Written task:
Rewrite the material from the line with "Please annotate the stone masonry" through the line with "414, 128, 450, 147", both lines included, as a numbered list. Skip any blank lines.

(Region annotation entries)

○ ○ ○ ○

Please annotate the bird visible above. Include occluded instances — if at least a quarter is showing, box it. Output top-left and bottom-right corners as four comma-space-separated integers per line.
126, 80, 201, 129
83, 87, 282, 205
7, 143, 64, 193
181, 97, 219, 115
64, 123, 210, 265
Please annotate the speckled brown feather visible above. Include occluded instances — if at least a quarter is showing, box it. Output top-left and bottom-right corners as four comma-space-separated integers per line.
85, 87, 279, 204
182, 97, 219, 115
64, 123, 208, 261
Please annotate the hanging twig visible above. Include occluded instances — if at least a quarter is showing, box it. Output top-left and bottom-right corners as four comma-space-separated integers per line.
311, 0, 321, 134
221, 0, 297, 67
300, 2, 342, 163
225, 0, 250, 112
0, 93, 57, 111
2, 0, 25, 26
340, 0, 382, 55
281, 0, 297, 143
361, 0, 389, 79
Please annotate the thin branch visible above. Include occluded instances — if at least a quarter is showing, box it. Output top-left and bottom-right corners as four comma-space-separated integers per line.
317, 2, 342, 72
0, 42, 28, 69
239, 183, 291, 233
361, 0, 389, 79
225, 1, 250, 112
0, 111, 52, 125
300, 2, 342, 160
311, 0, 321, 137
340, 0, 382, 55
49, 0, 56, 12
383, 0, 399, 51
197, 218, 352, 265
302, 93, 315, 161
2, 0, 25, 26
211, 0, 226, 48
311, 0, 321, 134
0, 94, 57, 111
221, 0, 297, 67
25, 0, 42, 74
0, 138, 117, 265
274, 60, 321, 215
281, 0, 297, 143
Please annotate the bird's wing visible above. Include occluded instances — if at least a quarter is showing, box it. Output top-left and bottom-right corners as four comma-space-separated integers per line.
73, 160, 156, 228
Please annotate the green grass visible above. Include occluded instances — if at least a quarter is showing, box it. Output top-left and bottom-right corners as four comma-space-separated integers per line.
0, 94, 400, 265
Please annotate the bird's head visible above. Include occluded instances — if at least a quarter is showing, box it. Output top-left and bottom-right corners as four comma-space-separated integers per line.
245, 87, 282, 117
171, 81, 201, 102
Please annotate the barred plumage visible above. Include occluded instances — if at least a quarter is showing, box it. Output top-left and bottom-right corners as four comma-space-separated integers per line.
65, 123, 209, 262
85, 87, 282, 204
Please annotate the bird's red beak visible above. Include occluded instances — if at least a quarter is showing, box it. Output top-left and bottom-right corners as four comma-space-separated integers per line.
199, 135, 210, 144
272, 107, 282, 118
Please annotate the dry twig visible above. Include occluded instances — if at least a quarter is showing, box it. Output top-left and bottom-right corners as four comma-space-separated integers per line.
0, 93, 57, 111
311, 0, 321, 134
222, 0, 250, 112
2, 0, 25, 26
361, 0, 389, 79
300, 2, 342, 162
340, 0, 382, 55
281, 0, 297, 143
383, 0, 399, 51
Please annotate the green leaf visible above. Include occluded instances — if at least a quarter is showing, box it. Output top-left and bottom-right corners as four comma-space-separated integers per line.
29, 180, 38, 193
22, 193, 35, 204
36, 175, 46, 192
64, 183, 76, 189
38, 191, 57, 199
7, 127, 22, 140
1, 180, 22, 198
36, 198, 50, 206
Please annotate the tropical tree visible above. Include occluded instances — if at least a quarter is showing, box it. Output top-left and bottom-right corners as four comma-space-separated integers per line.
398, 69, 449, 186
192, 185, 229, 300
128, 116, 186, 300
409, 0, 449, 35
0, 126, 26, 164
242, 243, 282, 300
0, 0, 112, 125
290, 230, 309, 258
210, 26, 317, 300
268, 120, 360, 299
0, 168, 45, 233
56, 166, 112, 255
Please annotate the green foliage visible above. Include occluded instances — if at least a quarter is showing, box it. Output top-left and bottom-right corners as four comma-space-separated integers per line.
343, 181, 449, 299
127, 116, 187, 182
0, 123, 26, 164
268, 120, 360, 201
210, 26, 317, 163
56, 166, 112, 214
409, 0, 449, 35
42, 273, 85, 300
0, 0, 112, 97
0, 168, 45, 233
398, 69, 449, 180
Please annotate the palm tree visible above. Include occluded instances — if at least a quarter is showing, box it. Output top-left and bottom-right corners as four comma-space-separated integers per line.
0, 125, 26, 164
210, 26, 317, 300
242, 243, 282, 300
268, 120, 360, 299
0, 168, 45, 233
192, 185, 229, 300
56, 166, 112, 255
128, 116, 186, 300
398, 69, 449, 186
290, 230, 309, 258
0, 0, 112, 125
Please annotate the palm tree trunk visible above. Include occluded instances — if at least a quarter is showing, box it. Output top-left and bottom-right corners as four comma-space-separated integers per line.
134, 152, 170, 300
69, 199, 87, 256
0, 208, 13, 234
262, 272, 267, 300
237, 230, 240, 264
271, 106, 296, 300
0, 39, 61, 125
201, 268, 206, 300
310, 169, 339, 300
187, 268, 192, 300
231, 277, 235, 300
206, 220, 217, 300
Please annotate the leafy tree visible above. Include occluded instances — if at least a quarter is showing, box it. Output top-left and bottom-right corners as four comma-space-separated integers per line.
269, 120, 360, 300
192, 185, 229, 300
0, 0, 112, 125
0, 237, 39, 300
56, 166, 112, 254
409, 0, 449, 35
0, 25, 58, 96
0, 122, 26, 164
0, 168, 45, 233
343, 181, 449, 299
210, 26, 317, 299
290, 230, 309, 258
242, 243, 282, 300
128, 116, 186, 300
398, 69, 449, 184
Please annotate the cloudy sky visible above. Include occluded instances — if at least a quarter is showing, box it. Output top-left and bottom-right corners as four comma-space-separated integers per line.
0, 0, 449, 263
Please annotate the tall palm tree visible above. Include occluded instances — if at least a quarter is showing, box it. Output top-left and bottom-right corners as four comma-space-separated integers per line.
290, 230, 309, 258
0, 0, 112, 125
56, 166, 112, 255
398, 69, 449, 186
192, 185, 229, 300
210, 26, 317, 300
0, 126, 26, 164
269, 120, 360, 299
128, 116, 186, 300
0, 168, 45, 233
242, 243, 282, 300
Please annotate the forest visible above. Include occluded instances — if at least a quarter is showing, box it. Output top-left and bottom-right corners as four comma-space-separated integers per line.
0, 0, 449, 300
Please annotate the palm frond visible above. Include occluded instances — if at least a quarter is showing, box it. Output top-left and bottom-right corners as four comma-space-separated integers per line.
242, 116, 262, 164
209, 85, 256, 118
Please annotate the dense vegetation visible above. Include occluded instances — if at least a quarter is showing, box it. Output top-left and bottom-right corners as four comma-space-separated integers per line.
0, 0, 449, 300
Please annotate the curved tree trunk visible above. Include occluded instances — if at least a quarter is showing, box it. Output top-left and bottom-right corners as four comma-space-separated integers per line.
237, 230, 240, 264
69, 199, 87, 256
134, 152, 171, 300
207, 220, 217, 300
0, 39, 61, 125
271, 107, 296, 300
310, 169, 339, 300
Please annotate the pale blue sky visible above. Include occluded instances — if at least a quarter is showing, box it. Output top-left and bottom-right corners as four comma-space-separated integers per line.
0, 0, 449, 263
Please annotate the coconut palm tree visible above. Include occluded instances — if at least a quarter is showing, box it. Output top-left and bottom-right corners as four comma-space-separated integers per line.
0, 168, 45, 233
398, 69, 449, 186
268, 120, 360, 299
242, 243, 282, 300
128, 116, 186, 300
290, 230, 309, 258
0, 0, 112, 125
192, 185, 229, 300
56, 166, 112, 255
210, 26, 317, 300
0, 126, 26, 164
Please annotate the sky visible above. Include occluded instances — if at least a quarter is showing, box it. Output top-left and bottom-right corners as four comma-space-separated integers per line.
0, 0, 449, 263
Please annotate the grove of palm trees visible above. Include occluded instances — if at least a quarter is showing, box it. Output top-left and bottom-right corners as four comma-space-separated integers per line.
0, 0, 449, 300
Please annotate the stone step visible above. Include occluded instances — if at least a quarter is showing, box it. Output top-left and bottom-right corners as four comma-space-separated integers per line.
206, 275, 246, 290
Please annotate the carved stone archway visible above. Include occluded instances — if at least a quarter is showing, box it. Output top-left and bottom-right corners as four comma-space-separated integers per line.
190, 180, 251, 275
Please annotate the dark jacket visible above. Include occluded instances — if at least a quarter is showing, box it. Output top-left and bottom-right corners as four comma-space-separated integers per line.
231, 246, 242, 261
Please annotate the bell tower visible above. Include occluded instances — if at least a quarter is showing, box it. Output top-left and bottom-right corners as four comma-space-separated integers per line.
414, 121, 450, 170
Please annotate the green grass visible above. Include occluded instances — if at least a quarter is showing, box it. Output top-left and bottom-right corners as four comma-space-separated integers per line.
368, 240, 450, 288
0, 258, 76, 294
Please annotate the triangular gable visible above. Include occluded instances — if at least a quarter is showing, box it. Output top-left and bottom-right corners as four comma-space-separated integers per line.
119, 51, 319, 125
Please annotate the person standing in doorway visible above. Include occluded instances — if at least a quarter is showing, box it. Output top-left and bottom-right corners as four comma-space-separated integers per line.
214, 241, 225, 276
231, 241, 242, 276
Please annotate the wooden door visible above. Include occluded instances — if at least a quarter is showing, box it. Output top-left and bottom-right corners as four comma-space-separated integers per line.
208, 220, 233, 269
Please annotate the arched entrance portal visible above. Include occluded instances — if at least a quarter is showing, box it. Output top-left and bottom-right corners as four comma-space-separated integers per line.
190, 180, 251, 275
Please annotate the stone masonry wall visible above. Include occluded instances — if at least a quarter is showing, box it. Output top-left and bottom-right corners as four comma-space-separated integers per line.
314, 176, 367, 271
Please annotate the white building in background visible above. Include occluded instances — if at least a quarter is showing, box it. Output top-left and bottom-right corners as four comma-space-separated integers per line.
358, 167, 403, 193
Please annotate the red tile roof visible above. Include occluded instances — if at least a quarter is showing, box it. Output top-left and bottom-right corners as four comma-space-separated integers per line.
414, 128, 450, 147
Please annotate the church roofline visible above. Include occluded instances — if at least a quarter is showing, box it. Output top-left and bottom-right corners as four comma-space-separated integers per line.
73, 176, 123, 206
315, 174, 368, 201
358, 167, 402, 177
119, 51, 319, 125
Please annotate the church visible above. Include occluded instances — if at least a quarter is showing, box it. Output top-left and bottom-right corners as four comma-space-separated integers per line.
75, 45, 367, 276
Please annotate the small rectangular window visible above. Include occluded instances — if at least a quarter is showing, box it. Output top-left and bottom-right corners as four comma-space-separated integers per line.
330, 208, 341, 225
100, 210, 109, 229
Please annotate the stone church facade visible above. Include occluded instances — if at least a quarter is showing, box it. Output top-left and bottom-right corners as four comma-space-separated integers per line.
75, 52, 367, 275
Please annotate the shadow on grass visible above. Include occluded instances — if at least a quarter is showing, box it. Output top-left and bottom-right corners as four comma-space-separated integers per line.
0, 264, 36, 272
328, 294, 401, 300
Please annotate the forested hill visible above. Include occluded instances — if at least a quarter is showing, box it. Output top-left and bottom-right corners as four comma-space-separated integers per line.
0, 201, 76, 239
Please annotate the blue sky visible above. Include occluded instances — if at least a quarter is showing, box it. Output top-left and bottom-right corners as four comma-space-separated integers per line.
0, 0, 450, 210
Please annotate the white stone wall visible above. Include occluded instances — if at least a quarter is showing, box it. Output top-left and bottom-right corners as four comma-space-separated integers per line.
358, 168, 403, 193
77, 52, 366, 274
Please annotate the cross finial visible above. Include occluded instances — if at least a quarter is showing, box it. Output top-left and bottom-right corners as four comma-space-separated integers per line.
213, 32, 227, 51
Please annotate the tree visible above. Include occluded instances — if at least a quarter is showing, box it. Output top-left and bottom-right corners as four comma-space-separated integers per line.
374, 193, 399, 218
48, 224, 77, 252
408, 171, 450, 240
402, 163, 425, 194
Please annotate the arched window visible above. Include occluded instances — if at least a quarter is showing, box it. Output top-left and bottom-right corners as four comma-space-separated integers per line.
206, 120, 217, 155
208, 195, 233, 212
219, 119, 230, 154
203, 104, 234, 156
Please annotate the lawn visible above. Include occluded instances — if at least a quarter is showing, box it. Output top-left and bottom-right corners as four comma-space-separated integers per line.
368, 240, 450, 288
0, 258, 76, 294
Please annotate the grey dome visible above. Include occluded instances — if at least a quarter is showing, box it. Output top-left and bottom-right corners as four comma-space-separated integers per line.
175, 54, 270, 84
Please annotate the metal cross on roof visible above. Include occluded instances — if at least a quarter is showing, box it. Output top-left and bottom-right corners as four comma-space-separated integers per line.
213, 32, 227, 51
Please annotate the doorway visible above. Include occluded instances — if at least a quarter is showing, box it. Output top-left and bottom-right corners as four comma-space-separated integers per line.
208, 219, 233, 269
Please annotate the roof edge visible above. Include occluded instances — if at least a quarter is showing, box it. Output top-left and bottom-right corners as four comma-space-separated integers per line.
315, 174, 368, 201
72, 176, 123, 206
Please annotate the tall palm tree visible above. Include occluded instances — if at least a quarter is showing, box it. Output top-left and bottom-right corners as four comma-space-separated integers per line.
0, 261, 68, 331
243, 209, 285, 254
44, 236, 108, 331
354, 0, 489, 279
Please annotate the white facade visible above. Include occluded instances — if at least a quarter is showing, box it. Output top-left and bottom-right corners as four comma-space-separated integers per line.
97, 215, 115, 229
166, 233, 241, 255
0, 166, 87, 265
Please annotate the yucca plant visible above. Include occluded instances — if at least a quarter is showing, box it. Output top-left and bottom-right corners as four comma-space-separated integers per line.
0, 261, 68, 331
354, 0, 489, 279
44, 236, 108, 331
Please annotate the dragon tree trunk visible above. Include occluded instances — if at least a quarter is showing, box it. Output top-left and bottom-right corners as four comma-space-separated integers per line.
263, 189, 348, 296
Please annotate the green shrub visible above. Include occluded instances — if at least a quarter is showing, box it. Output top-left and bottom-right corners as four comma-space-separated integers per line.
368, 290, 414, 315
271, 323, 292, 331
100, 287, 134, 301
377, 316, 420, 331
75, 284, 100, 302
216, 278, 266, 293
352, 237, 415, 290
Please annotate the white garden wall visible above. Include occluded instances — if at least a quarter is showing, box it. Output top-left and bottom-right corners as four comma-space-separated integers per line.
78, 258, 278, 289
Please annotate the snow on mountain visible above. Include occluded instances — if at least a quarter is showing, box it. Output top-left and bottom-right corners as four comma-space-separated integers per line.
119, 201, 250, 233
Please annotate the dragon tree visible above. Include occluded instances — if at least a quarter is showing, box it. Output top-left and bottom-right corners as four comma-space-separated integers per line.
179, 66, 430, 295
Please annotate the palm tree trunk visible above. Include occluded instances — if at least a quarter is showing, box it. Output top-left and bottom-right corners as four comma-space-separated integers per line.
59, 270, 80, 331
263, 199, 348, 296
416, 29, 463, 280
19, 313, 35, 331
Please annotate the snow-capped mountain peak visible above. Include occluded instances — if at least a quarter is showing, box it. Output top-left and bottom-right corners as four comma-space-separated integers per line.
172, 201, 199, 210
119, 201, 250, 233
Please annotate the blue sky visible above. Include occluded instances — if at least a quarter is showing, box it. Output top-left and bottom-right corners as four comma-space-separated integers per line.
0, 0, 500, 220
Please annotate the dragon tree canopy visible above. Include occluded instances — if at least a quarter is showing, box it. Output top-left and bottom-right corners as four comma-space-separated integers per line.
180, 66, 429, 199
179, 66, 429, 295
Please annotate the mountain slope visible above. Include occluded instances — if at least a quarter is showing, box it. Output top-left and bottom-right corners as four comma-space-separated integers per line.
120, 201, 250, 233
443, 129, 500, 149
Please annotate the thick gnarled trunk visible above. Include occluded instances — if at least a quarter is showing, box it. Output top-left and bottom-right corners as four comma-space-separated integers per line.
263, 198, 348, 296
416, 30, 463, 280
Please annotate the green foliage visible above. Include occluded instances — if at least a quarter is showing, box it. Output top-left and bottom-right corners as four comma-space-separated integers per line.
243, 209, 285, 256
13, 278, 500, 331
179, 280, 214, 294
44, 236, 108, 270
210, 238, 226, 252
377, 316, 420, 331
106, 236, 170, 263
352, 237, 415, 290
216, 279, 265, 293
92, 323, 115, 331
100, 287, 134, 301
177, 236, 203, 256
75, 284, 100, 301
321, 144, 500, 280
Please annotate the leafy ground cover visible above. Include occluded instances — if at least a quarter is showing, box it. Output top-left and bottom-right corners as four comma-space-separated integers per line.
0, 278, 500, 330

○ ○ ○ ○

In response:
1. Please annotate the stone masonry wall visible above. Include occluded instances — if at least a quarter is showing, box it. Output top-left and bottom-right corners as four comma-space-separated integers per line.
2. 314, 176, 367, 271
3. Please annotate the white building in background visible above. Include occluded instances — if at least a quarter is showing, box it. Output top-left and bottom-right corners as four comma-space-separated integers per line.
4. 358, 167, 403, 193
5. Please annotate the red tile roof visible above. Include occluded instances — if at least a quarter is showing, box it. Output top-left and bottom-right corners as four comma-space-separated integers per line.
6. 414, 128, 450, 147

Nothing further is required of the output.